§ **Required task**: The records below must be duplicated exactly, character for character.
•••••
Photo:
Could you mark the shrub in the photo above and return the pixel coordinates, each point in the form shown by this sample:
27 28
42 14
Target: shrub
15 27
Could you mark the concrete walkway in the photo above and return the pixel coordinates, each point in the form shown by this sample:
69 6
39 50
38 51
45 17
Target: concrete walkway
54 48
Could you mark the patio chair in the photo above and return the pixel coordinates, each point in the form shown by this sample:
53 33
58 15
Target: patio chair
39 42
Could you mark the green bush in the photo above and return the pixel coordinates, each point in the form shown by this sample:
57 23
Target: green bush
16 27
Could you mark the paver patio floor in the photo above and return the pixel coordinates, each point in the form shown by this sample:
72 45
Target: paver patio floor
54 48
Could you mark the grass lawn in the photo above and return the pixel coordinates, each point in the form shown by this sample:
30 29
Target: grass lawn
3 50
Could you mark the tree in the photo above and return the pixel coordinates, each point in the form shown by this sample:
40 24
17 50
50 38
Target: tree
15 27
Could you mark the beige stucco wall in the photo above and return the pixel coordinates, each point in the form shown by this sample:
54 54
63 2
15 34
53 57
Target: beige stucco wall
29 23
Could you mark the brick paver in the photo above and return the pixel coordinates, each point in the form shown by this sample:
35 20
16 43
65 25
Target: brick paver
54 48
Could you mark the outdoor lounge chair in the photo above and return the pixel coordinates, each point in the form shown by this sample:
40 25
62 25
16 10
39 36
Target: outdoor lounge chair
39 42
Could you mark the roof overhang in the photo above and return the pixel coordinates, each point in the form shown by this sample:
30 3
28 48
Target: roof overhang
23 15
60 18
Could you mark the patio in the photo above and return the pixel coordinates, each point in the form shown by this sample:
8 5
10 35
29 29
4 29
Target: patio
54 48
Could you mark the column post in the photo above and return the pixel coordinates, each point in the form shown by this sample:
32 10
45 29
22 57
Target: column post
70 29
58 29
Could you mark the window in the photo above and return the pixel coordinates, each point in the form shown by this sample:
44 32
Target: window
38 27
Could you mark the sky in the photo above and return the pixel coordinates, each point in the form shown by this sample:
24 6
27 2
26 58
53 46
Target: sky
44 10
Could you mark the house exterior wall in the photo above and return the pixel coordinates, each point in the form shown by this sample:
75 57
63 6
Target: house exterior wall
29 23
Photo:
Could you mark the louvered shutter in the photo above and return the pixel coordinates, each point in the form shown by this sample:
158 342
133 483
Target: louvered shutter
•••••
§ **Reply**:
Photo:
Could you mark the shrub in the photo above and return the pixel coordinates, each point in the form shown by this sample:
27 28
42 14
Target: shrub
15 27
Could you mark the concrete walkway in the photo above and return the pixel coordinates, each point in the form shown by this sample:
69 6
39 50
38 51
45 17
Target: concrete walkway
54 48
Could you mark the patio chair in the photo above and return the pixel coordinates, each point in the form shown by this sample:
53 33
58 15
Target: patio chair
39 42
Could you mark the green bush in the photo above and return the pixel coordinates, each point in the form shown by this sample:
57 23
Target: green bush
16 27
Could you mark the paver patio floor in the photo above and return the pixel coordinates, each point in the form shown by this sample:
72 45
Target: paver patio floor
54 48
Could you mark the grass lawn in the photo above and return the pixel coordinates, each point in the form shown by this sample:
30 29
Target: grass lawn
3 50
Could you mark the tree in the photo above and return the pixel coordinates, each point in the form shown by this sample:
40 24
17 50
50 38
Target: tree
15 27
Could you mark the beige stucco wall in the photo above and return the pixel coordinates, each point in the form shown by this sample:
54 54
63 2
15 34
53 57
Target: beige stucco wall
29 23
Could you mark the brick paver in the photo above and return the pixel coordinates, each point in the form shown by this sample:
35 20
16 43
65 25
Target: brick paver
54 48
Could you mark the outdoor lounge chair in the photo above and return the pixel coordinates, each point in the form shown by this sample:
40 25
62 25
16 10
39 36
Target: outdoor lounge chair
39 42
Could you mark the roof overhang in the photo above and return the pixel coordinates, each point in the form shown by this sample:
30 3
28 48
Target: roof overhang
23 15
60 18
Could you mark the patio in the photo above and return the pixel coordinates, each point in the form shown by this sample:
8 5
10 35
29 29
4 29
Target: patio
54 48
Could you mark the column post in the photo above and return the pixel coordinates, each point in the form shown by this sample:
32 10
45 29
22 57
Target: column post
70 29
58 29
Could you mark the window in the photo above and return the pixel coordinates, each point in the form shown by this sample:
44 32
Target: window
38 27
Could you mark the sky in the photo above and return the pixel coordinates, each point in the form shown by this sample:
24 6
27 2
26 58
53 46
Target: sky
44 10
Could you mark the house exterior wall in the photo above and return the pixel coordinates, each point in the form shown by this sample:
75 57
63 6
Target: house exterior wall
29 23
Photo:
Could you mark the louvered shutter in the photo above and return the pixel coordinates, each point in the form shown by this sample:
158 342
133 483
Target: louvered shutter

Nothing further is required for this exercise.